GOAL OF THE EXERCISE: Would you repeat all of the records underneath, exactly as written?

TASK DATA:
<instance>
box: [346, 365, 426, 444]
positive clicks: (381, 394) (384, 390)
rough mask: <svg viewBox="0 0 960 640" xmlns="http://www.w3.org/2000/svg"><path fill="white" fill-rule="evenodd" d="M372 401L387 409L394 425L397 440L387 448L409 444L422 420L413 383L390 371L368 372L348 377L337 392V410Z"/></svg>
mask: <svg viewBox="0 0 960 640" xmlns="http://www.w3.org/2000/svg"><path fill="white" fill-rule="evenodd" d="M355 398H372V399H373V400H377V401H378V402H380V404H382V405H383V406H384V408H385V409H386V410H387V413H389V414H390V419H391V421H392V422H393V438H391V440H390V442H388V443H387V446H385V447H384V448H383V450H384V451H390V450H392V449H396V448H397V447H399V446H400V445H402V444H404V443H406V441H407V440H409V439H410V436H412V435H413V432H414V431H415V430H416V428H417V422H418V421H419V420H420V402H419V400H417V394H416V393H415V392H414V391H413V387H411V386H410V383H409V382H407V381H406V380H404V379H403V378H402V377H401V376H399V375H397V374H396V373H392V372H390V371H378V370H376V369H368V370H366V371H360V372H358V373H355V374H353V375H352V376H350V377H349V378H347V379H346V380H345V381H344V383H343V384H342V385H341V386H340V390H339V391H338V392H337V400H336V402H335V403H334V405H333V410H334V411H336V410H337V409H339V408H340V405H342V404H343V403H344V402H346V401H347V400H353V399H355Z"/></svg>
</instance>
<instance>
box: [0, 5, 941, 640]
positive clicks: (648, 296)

TASK RESPONSE:
<instance>
box: [346, 365, 426, 444]
positive clicks: (381, 394) (384, 390)
rough mask: <svg viewBox="0 0 960 640" xmlns="http://www.w3.org/2000/svg"><path fill="white" fill-rule="evenodd" d="M372 401L387 409L394 425L397 440L387 448L409 444L422 420L413 383L390 371L368 372L348 377L337 392V410Z"/></svg>
mask: <svg viewBox="0 0 960 640" xmlns="http://www.w3.org/2000/svg"><path fill="white" fill-rule="evenodd" d="M355 398H372V399H373V400H377V401H378V402H380V404H382V405H383V406H384V408H385V409H386V410H387V413H389V414H390V419H391V421H392V422H393V438H391V440H390V442H388V443H387V446H385V447H384V448H383V450H384V451H390V450H392V449H396V448H397V447H399V446H400V445H402V444H404V443H406V441H407V440H409V439H410V436H412V435H413V432H414V431H415V430H416V428H417V422H418V421H419V420H420V402H419V400H417V394H416V393H415V392H414V391H413V387H411V386H410V383H409V382H407V381H406V380H404V379H403V378H402V377H401V376H399V375H397V374H396V373H392V372H390V371H378V370H376V369H368V370H366V371H360V372H358V373H355V374H353V375H352V376H350V377H349V378H347V379H346V380H345V381H344V383H343V384H342V385H341V386H340V390H339V391H338V392H337V400H336V402H335V403H334V405H333V410H334V411H336V410H337V409H339V408H340V405H342V404H343V403H344V402H346V401H347V400H353V399H355Z"/></svg>
</instance>
<instance>
box: [0, 5, 941, 640]
positive clicks: (648, 296)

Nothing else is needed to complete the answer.